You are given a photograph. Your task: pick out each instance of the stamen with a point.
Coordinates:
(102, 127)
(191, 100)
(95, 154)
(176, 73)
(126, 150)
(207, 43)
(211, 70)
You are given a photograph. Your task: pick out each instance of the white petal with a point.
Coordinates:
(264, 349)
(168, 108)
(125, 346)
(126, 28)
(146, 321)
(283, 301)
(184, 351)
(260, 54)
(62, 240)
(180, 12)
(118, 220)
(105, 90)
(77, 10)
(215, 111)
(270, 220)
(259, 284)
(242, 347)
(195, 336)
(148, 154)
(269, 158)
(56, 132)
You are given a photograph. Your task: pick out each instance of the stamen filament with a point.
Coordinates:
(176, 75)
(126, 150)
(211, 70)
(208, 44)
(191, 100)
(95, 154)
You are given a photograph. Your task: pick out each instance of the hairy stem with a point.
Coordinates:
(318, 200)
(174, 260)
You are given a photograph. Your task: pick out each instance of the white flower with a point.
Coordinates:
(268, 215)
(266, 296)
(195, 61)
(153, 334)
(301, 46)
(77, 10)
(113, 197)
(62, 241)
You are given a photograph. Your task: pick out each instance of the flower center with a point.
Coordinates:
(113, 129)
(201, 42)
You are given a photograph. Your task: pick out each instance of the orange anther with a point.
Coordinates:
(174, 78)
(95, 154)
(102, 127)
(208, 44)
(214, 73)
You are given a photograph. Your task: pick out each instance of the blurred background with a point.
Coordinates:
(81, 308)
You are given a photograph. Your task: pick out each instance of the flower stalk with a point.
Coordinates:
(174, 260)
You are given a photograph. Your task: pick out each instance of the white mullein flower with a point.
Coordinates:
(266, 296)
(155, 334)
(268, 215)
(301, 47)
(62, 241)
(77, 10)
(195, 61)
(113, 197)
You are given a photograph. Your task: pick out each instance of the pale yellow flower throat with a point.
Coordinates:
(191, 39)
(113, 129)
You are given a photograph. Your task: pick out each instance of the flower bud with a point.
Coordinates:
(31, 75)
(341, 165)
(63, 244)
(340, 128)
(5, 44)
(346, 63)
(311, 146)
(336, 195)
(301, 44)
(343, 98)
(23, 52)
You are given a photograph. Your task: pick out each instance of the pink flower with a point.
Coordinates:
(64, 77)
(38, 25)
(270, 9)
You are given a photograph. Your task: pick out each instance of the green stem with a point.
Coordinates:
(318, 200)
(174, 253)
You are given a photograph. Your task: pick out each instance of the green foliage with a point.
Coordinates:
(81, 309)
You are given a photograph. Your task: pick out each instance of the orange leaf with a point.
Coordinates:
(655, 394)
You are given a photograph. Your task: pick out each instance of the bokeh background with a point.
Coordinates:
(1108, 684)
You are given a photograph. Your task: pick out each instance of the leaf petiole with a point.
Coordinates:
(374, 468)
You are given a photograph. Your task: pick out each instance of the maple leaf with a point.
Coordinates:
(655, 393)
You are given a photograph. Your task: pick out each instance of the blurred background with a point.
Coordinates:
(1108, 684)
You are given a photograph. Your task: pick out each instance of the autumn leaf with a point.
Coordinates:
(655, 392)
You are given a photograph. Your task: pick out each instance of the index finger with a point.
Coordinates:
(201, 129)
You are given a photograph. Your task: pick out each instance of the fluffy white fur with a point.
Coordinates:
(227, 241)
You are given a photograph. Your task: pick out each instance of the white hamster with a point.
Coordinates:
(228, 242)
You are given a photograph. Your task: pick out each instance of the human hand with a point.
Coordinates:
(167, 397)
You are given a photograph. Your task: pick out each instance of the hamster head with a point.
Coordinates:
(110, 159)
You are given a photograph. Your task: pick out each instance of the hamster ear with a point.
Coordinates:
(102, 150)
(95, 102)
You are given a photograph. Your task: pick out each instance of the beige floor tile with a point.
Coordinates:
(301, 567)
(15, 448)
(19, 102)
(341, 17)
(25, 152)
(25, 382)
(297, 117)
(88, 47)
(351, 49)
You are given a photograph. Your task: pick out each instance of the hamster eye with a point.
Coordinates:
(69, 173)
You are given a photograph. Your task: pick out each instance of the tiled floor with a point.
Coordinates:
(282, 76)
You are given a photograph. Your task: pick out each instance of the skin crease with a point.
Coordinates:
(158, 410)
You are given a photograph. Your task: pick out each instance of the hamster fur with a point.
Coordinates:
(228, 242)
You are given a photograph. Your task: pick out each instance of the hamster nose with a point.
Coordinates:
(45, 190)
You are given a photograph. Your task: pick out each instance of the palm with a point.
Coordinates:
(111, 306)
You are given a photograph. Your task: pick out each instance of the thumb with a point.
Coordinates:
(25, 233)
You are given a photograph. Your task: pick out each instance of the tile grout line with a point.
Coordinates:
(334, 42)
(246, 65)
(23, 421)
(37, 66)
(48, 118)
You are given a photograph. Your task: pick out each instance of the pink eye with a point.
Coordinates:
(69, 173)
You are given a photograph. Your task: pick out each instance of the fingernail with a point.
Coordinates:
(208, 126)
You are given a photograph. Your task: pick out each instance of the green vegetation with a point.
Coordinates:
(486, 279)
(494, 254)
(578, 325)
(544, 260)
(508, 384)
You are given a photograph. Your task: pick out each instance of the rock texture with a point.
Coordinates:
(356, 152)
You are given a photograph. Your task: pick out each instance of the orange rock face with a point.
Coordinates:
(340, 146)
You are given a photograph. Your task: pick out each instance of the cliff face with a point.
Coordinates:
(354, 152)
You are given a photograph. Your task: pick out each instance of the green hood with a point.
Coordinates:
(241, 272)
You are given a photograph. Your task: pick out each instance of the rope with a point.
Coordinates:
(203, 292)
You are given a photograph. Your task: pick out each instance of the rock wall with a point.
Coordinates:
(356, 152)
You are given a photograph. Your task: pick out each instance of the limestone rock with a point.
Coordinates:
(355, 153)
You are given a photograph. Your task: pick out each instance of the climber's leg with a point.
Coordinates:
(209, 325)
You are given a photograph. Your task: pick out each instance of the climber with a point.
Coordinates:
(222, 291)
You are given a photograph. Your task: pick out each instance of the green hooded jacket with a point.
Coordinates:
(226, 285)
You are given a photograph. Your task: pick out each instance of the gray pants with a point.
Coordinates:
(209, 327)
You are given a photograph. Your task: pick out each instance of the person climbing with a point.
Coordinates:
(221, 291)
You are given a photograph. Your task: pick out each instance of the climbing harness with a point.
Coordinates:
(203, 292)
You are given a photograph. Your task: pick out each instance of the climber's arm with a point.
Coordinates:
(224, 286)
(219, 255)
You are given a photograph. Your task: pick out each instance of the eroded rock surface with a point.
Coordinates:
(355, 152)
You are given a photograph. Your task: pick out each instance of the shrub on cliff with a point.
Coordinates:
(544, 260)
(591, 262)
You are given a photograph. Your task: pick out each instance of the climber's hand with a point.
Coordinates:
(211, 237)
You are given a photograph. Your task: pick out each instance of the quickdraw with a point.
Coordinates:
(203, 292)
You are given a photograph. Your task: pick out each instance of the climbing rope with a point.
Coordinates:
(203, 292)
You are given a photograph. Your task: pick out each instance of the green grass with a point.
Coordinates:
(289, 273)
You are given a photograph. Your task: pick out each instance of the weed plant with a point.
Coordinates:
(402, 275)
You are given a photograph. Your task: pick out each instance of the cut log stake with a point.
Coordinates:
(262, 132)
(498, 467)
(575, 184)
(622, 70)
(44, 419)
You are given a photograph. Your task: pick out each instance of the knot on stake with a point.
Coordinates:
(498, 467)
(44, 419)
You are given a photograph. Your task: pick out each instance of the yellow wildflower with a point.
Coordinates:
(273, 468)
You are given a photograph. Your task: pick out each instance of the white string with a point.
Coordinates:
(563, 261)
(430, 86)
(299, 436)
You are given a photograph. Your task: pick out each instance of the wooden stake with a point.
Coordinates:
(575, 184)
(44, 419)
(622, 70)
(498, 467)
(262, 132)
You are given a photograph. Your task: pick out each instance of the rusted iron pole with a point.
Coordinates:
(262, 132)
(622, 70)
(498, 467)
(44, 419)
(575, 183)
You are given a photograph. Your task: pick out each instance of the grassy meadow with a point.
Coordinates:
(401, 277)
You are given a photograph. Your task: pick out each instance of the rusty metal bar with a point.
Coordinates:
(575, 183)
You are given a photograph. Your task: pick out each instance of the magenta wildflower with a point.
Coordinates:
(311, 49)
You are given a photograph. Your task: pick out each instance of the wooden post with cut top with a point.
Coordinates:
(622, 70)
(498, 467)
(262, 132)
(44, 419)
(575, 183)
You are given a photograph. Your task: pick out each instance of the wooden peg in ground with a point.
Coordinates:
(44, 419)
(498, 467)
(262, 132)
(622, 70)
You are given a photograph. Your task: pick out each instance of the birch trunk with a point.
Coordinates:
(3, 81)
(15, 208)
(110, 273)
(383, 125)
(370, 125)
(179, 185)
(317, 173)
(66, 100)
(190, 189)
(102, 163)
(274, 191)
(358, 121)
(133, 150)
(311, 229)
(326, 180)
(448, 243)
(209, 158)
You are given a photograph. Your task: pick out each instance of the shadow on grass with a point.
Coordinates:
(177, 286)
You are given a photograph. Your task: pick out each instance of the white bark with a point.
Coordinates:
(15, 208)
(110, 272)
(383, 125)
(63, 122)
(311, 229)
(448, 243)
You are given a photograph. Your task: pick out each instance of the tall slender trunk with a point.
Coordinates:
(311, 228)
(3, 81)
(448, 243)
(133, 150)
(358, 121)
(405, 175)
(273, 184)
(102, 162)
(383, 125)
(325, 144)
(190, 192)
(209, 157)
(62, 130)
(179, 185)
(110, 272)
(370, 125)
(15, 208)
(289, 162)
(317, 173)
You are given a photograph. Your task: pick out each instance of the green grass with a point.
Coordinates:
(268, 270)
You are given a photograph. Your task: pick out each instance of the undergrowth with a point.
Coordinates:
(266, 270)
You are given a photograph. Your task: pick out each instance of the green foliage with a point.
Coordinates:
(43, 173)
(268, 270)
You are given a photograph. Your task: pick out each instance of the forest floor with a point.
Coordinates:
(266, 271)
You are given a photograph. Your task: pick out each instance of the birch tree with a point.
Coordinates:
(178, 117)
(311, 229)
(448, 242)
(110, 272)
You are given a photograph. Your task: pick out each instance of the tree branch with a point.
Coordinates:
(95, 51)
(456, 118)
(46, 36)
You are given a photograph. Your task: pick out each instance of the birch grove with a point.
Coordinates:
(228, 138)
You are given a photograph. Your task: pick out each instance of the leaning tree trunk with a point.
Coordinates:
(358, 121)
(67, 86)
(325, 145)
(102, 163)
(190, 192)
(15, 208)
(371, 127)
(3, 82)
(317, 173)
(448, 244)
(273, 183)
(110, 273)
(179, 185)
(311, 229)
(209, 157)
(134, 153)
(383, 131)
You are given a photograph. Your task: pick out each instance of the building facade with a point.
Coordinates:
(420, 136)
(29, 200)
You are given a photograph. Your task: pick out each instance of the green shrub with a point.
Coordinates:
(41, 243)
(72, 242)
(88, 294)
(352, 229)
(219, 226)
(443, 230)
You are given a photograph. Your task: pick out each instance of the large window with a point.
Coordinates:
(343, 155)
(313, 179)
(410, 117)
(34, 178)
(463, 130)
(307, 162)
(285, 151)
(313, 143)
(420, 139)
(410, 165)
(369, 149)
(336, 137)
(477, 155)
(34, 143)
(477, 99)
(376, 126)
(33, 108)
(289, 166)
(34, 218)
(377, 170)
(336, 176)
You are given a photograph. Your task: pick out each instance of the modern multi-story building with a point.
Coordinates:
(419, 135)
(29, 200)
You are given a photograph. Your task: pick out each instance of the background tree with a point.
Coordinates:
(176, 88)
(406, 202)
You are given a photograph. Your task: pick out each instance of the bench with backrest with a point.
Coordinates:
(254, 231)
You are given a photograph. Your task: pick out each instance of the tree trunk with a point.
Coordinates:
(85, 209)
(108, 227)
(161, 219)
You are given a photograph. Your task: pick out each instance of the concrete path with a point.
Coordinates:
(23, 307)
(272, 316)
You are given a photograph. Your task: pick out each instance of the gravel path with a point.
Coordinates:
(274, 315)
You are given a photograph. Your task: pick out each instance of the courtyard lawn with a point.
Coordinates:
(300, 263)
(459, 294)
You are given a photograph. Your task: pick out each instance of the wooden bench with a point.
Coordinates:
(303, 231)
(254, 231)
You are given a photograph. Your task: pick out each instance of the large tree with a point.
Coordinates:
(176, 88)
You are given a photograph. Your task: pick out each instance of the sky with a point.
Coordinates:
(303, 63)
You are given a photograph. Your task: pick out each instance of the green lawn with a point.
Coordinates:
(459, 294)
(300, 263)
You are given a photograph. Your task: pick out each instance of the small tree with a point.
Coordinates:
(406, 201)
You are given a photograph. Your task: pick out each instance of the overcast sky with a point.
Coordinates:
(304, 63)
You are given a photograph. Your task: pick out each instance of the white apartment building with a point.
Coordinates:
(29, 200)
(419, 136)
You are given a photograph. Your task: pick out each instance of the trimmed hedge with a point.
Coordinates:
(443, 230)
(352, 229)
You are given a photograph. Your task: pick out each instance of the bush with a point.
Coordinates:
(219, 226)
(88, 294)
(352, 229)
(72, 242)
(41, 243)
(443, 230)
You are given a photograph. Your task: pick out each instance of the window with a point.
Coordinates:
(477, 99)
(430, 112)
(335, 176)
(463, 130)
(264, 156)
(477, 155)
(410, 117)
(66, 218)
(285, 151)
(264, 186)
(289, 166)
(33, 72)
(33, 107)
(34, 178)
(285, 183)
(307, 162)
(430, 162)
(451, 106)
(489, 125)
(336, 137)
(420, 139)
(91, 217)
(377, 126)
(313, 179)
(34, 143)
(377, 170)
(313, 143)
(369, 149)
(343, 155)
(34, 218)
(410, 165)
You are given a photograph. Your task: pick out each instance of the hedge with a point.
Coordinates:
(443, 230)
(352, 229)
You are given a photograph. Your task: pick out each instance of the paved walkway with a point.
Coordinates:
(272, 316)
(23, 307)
◇ ◇ ◇ ◇ ◇ ◇ ◇
WRITTEN PROBLEM: Repeat word for word the lines running from the line containing "the hedge with a point." to the end of the entries above, inclusive.

REPLY TO THE EXERCISE:
You are given a photograph. Your task: pick out each instance of the hedge with a point.
Coordinates:
(443, 230)
(352, 229)
You are given a photograph. Your task: pick out each instance of the paved walkway with a point.
Coordinates:
(272, 316)
(23, 307)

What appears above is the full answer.